> [Goal]:
In the material, from the start through the line containing "[91,377,333,460]", switch "dark awning" to "black awning" and write those lines out again with nothing else changed. Leave the pictures out.

> [Records supplied]:
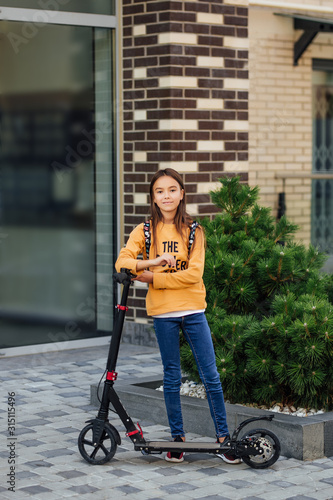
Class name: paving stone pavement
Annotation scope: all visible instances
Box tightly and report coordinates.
[0,344,333,500]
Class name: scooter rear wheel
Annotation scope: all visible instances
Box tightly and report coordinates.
[78,423,117,465]
[242,429,281,469]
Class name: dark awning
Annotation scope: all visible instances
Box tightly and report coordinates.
[276,13,333,66]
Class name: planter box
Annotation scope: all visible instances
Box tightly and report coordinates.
[91,377,333,460]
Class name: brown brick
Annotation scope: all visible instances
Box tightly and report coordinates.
[198,205,220,215]
[135,120,158,130]
[160,141,197,151]
[135,182,149,193]
[124,153,133,161]
[236,70,249,80]
[123,4,144,16]
[187,194,210,203]
[185,2,209,12]
[135,163,158,172]
[123,16,133,26]
[135,78,158,89]
[146,22,183,35]
[198,162,223,173]
[237,91,249,99]
[132,56,157,68]
[198,35,222,47]
[124,132,145,141]
[185,45,210,56]
[124,194,134,203]
[147,89,182,99]
[123,47,145,58]
[185,172,210,183]
[147,152,183,162]
[212,111,236,120]
[147,45,183,56]
[147,66,183,76]
[135,141,158,151]
[224,58,247,69]
[123,26,132,37]
[159,11,196,23]
[212,131,236,141]
[184,24,209,35]
[236,7,249,16]
[185,131,210,141]
[199,120,223,130]
[224,141,249,151]
[185,66,210,77]
[236,28,248,38]
[237,111,249,120]
[212,69,236,78]
[134,13,157,24]
[147,109,183,120]
[185,89,210,99]
[159,54,197,66]
[237,152,249,161]
[210,26,236,36]
[185,109,210,120]
[224,16,247,26]
[126,174,146,183]
[212,89,236,99]
[123,69,133,80]
[135,99,158,109]
[160,99,196,109]
[134,35,158,46]
[211,5,236,16]
[237,50,249,59]
[212,151,236,161]
[224,100,248,109]
[123,38,133,47]
[185,151,210,161]
[237,132,249,141]
[144,1,183,12]
[198,78,223,89]
[147,130,183,141]
[123,59,133,68]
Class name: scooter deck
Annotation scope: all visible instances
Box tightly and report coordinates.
[134,441,230,453]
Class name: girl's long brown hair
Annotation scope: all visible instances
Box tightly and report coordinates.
[149,168,193,251]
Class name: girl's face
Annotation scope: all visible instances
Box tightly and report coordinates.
[153,175,184,220]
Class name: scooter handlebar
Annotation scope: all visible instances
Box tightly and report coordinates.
[113,267,136,285]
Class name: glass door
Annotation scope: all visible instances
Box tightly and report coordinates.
[0,21,115,347]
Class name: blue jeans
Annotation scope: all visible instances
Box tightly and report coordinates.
[154,313,228,437]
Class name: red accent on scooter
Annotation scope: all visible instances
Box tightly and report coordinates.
[116,304,128,311]
[126,422,143,438]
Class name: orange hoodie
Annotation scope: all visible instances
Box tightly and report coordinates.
[116,222,207,316]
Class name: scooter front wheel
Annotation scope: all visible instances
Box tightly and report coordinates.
[242,429,281,469]
[78,423,117,465]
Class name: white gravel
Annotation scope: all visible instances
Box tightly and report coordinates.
[156,380,325,417]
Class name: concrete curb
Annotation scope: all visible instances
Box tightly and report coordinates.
[90,377,333,460]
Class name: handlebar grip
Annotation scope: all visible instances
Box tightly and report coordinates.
[113,267,136,285]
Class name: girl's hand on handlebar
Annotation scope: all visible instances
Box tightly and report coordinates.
[132,270,153,283]
[154,253,176,267]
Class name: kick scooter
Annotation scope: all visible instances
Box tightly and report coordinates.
[78,269,280,469]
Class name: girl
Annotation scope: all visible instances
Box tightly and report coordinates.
[116,168,241,463]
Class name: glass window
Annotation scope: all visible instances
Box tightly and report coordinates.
[0,21,114,347]
[311,59,333,255]
[0,0,115,15]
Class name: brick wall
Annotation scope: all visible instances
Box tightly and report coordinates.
[249,5,333,244]
[122,0,249,322]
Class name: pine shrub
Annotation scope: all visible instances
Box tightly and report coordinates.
[181,177,333,410]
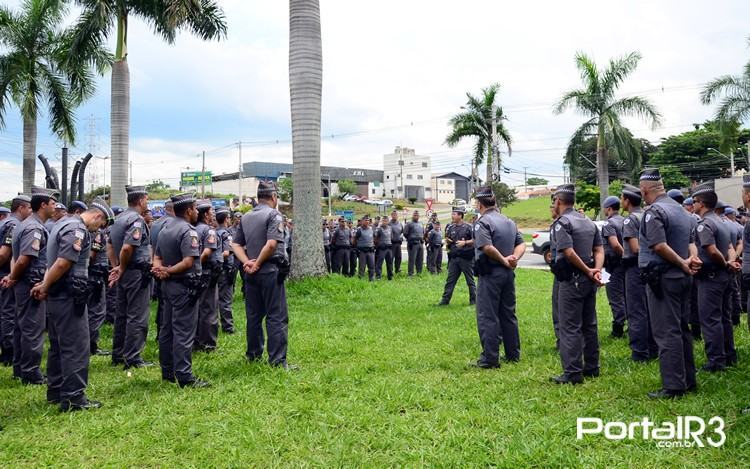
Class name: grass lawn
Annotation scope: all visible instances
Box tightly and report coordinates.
[0,270,750,468]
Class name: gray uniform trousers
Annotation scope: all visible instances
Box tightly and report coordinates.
[375,246,393,280]
[440,256,477,303]
[47,291,91,402]
[477,268,521,365]
[391,242,401,273]
[86,283,107,353]
[625,265,658,361]
[245,272,289,366]
[358,248,375,280]
[195,270,219,348]
[112,269,151,365]
[646,274,696,391]
[218,270,237,331]
[696,271,737,367]
[606,265,627,326]
[557,274,599,375]
[407,242,424,275]
[159,279,198,383]
[13,278,47,380]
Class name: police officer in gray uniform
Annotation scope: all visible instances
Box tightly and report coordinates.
[0,194,31,366]
[438,207,477,306]
[388,210,404,274]
[404,210,424,277]
[194,200,224,352]
[3,187,60,385]
[620,184,658,362]
[551,184,604,384]
[352,215,375,282]
[232,182,294,369]
[109,186,153,369]
[332,218,352,276]
[216,208,237,334]
[31,199,114,411]
[693,184,737,373]
[153,194,210,388]
[375,217,393,280]
[602,196,627,339]
[638,169,700,399]
[471,187,526,368]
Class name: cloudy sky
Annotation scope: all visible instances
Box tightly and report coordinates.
[0,0,750,199]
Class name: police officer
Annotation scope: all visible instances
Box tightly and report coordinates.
[693,184,737,373]
[216,208,237,334]
[352,215,375,282]
[388,210,404,274]
[153,194,210,388]
[602,196,627,339]
[151,200,175,336]
[332,218,352,276]
[3,187,60,385]
[0,194,31,366]
[638,169,700,399]
[31,199,114,412]
[109,186,153,369]
[620,184,658,362]
[548,184,604,384]
[375,217,393,280]
[471,187,526,368]
[404,210,424,277]
[193,200,223,352]
[232,182,295,369]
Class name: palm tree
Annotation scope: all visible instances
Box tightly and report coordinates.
[554,52,661,208]
[701,38,750,122]
[289,0,326,278]
[445,83,512,182]
[72,0,227,205]
[0,0,109,193]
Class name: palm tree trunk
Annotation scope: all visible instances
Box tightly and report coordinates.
[23,115,36,194]
[596,125,609,216]
[289,0,326,278]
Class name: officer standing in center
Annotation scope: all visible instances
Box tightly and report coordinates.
[470,186,526,369]
[638,169,701,399]
[550,184,604,384]
[438,207,477,306]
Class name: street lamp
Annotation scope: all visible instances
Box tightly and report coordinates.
[708,148,734,177]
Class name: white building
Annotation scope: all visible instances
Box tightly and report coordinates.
[383,147,433,200]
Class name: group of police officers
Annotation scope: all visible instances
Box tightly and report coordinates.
[0,169,750,411]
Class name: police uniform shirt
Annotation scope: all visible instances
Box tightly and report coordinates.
[474,208,524,257]
[234,203,286,274]
[602,214,625,257]
[554,208,603,263]
[333,228,352,248]
[46,215,91,278]
[109,208,151,264]
[375,225,391,248]
[622,207,643,259]
[12,213,48,273]
[354,226,375,248]
[695,212,732,267]
[388,220,404,243]
[156,218,202,278]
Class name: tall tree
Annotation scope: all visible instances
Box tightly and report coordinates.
[0,0,110,193]
[445,83,512,182]
[289,0,326,278]
[72,0,227,205]
[701,38,750,122]
[554,52,661,210]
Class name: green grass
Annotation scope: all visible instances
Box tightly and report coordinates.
[0,271,750,467]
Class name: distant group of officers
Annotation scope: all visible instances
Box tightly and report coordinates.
[0,182,294,411]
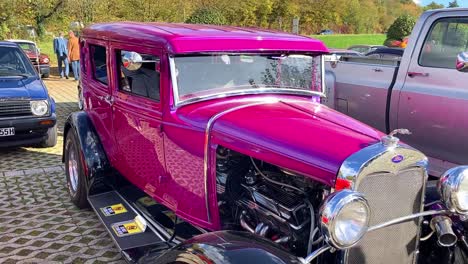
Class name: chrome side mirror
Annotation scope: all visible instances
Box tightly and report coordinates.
[438,166,468,215]
[323,54,341,68]
[456,52,468,72]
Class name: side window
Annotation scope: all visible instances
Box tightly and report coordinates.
[89,45,109,85]
[419,18,468,69]
[116,50,160,101]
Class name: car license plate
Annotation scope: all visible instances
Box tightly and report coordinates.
[0,127,15,137]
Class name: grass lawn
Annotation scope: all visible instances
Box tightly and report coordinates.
[311,34,386,49]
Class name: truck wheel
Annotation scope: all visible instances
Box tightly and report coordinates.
[41,124,57,148]
[64,131,89,209]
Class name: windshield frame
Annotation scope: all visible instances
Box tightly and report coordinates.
[168,52,326,108]
[0,45,38,78]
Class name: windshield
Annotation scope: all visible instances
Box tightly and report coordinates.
[0,47,35,77]
[173,54,322,102]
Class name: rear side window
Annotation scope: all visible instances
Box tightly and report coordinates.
[89,45,109,85]
[419,18,468,69]
[116,50,160,101]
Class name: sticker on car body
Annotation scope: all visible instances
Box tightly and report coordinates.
[112,220,143,237]
[138,196,157,207]
[101,204,127,216]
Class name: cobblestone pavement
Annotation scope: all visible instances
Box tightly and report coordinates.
[0,77,123,263]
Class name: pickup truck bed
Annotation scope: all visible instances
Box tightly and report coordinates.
[323,8,468,176]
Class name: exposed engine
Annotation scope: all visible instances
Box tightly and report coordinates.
[216,147,329,255]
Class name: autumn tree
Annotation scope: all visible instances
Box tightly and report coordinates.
[25,0,65,37]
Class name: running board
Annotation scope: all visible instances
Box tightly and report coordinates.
[88,191,169,262]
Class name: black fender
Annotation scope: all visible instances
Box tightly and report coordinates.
[144,231,302,264]
[62,111,112,194]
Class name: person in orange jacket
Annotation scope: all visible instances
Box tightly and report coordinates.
[68,30,80,81]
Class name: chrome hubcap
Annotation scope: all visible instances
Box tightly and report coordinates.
[68,147,78,193]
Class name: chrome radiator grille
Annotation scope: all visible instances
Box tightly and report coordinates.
[0,101,32,118]
[346,168,425,264]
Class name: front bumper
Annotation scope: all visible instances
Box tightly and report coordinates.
[0,113,57,148]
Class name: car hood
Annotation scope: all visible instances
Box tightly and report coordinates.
[179,96,383,186]
[0,78,47,100]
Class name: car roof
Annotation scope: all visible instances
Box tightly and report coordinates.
[82,22,328,53]
[0,41,18,48]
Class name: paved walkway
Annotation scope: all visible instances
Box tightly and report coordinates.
[0,77,123,263]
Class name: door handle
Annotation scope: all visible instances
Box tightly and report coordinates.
[104,95,114,105]
[408,72,429,78]
[98,95,114,105]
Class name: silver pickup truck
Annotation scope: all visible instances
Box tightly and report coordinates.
[322,8,468,176]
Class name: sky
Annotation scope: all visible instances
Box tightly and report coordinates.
[413,0,468,7]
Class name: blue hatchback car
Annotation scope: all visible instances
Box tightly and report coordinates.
[0,41,57,147]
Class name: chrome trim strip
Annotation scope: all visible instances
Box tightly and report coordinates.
[169,56,327,108]
[367,210,450,232]
[316,56,327,98]
[169,57,179,107]
[203,100,278,222]
[174,88,326,108]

> [Expected answer]:
Class name: paving stone pavement
Annotation scope: all visible instances
Box tightly and report coordinates.
[0,344,333,500]
Class name: scooter rear wheel
Annotation scope: all visible instances
Box tightly and report coordinates.
[78,423,117,465]
[242,429,281,469]
Class name: black awning
Annotation scope: all visible instances
Box tightly and report coordinates.
[276,13,333,66]
Class name: planter box
Annotation scope: all visible instances
Box tightly and report coordinates.
[91,377,333,460]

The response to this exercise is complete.